▸ **Given problem**:
Give all of the lines again exactly as they read.

▸ **Source material**:
━━━━

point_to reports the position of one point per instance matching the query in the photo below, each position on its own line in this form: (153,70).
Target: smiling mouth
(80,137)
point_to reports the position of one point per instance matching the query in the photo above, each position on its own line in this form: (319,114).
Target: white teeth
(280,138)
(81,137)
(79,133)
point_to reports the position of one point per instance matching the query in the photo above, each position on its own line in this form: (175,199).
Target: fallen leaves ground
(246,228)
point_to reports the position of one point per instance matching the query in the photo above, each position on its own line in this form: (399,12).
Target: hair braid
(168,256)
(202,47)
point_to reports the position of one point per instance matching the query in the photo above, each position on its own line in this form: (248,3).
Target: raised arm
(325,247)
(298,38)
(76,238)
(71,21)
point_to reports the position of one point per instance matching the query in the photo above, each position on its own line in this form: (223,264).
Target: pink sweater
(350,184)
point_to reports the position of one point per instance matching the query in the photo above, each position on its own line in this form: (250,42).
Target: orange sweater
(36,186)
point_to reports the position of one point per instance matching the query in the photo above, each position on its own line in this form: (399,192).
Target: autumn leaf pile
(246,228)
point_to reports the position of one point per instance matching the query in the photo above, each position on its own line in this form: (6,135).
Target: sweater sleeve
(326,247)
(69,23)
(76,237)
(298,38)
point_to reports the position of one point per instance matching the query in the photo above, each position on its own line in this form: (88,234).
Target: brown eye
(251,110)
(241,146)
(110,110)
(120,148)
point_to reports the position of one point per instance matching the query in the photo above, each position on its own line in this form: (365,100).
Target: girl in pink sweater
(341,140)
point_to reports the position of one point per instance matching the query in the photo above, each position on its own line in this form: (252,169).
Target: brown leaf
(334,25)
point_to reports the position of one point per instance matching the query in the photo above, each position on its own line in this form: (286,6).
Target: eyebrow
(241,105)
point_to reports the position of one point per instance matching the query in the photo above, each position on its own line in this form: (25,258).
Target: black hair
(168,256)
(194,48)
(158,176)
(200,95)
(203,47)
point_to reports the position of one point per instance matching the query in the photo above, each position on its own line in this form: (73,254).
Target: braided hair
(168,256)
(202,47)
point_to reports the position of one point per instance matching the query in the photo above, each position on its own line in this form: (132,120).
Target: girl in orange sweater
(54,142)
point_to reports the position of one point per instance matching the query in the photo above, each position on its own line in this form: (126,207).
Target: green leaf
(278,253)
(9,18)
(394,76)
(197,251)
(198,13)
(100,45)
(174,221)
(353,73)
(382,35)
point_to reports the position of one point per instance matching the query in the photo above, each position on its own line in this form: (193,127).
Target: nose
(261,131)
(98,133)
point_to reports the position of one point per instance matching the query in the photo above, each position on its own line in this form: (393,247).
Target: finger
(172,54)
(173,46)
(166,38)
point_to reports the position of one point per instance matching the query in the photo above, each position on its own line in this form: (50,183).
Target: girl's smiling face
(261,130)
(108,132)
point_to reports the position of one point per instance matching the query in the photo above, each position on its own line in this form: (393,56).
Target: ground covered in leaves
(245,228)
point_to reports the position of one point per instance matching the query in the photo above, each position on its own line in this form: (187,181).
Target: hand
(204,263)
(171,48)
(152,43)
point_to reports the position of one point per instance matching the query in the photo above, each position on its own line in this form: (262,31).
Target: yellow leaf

━━━━

▸ **Result of this exercise**:
point_to reports the position of one point per instance matching the query in the photo below, each position on its own line in this form: (153,70).
Target: smiling mouth
(80,137)
point_to reports the position of one point per instance matching the query in the photo above, each position on its own line in this form: (319,114).
Target: white teeth
(280,138)
(81,137)
(79,133)
point_to reports the position of one point per instance matching the query in the photo above, each position on its own line in this form: (175,199).
Target: fallen leaves ground
(246,228)
point_to reports the position of one point per instance matching the query in the photo above, each position on its own line in this form: (399,12).
Target: hair braid
(168,256)
(202,47)
point_to reports the position of one point per instance matching the query in the photo above, each position on its own line in this form: (248,3).
Target: raised arm
(325,247)
(298,38)
(76,238)
(71,21)
point_to reports the position of one point per instance matching the query in the photo above, each position on its own line in this form: (223,264).
Target: pink sweater
(350,184)
point_to reports the position of one point per instance matching the query in the photo above, each position on its own line in this form: (250,42).
Target: orange sweater
(36,186)
point_to reports the position of one point per instance matching the query in the photo above, each position on its own line in this form: (399,192).
Target: autumn leaf pile
(246,228)
point_to reports the position of one point per instance matching the query in the photo above, each position on its own line in this form: (6,135).
Target: sweater sleeve
(326,247)
(69,23)
(76,237)
(298,38)
point_to reports the position of one point per instance matching the query in the photo above, each position on its own line in this form: (88,234).
Target: brown eye
(251,110)
(241,146)
(110,110)
(120,148)
point_to reports the position of one point per instance matching the query in the photo above, each position on its own line in this form: (365,100).
Target: girl in pink sweater
(341,140)
point_to reports the position of one point per instance matching the query in the photo above, each position on its own line in this form: (252,169).
Target: brown leaf
(334,25)
point_to reports the position of one point per instance matching the query in the photo above, each position on its own line in this form: (286,6).
Target: eyebrow
(241,105)
point_to reports the position of one point per instance matching the query in the photo above, each position on its own line in this form: (25,258).
Target: black hair
(168,256)
(194,48)
(158,176)
(200,95)
(203,47)
point_to reports the position of one point per instance matching the query in the photo above, each position on its own line in this form: (73,254).
Target: braided hair
(168,256)
(202,47)
point_to reports the position of one point per instance matching the query in the photo above, each position on its own line in this form: (132,120).
Target: girl in orange sweater
(54,142)
point_to reports the position of one point per instance matching the query in the photo above, each position on its own line in this form: (126,207).
Target: green leaf
(278,253)
(9,18)
(394,76)
(197,251)
(198,13)
(100,45)
(174,221)
(353,73)
(382,35)
point_to reports the position of one point per instance matching the query in the photo above, each position on its own line in this form: (193,127).
Target: nose
(261,131)
(98,133)
point_to reports the position of one point per instance matching the query in the photo above, each position on its own line in this form: (393,247).
Target: finger
(172,54)
(173,46)
(166,38)
point_to reports the position of one point per instance matching the query in the photo above, each position on its own line in this form: (50,183).
Target: girl's smiling face
(261,130)
(108,132)
point_to reports the position of one point per instance matching the query in the photo above, each position on its own line in this form: (393,56).
Target: ground covered in leaves
(245,228)
point_to reports the position of one point per instance matching the query in the photo above, each position on its own line in this form: (187,181).
Target: hand
(204,263)
(171,48)
(152,43)
point_to reports the position of one point per instance matching the query in the photo above, each position on its own line in this form: (262,31).
Target: yellow leaf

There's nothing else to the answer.